DOCUMENT TEXT >>

Global analyses of changes in food web network structure with latitude, temperature and ecosystem type, have also led to conflicting results. Food chain length in aquatic systems was shown to only very mildly vary with latitude, if at all30, while a large scale meta-analysis suggests that ecosystem type, but not latitude, impacts food web structure34. On the other hand, systematic sampling of pitcher plant food webs across a continental-scale latitudinal gradient showed that both the number of species and the number of interactions per species increased with latitude. Despite these results, low amounts of total explained variation led the authors to conclude that food web structure was broadly independent of abiotic climatic factors40. Together, these results suggest that not only do we still lack a general understanding of how latitude and temperature influence food web structure, but we also have so far not been able to tease apart their potentially independent effects from their joint effects.

Here, I aim to address these issues by analyzing a compilation of some of the best resolved food webs to date from across the globe. In particular, given the lack of support in the literature for potential latitudinal niche-breadth effects30,34, I test whether variation in food web structure is more strongly correlated with temperature, latitude, both or none. While my results suggest that temperature and latitude can both have direct and indirect effects on different aspects of food web structure, a model only taking temperature into consideration is more parsimonious than one considering both latitude and temperature. In light of this, I tested a few additional hypotheses.

PROVIDED INFORMATION >>

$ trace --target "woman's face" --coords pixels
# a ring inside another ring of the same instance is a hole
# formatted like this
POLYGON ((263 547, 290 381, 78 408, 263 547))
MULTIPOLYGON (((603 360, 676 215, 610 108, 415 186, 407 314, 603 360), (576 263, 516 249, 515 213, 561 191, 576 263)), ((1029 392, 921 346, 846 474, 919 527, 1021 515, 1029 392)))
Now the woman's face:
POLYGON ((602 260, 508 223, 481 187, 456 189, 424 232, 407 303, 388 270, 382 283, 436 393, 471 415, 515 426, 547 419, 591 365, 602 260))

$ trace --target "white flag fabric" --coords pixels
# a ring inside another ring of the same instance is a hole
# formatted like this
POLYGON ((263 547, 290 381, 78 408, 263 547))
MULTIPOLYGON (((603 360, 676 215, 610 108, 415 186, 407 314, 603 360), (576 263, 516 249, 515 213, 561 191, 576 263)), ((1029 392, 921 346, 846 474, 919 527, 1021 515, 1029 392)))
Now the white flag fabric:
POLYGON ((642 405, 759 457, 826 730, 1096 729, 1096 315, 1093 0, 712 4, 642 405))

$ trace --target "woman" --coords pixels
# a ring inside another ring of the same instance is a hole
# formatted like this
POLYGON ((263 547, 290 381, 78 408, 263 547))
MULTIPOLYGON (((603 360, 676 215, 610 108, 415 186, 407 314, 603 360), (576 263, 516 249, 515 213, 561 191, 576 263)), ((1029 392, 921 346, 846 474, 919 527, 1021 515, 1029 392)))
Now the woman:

WHAT TO DO >>
(1) From the food web passage, write out the portion starting at "Here, I aim" and ending at "few additional hypotheses.".
(2) According to the food web passage, which model is more parsimonious than one that considers both latitude and temperature?

RESULTS >>
(1)
Here, I aim to address these issues by analyzing a compilation of some of the best resolved food webs to date from across the globe. In particular, given the lack of support in the literature for potential latitudinal niche-breadth effects30,34, I test whether variation in food web structure is more strongly correlated with temperature, latitude, both or none. While my results suggest that temperature and latitude can both have direct and indirect effects on different aspects of food web structure, a model only taking temperature into consideration is more parsimonious than one considering both latitude and temperature. In light of this, I tested a few additional hypotheses.

(2) A model that only takes temperature into consideration.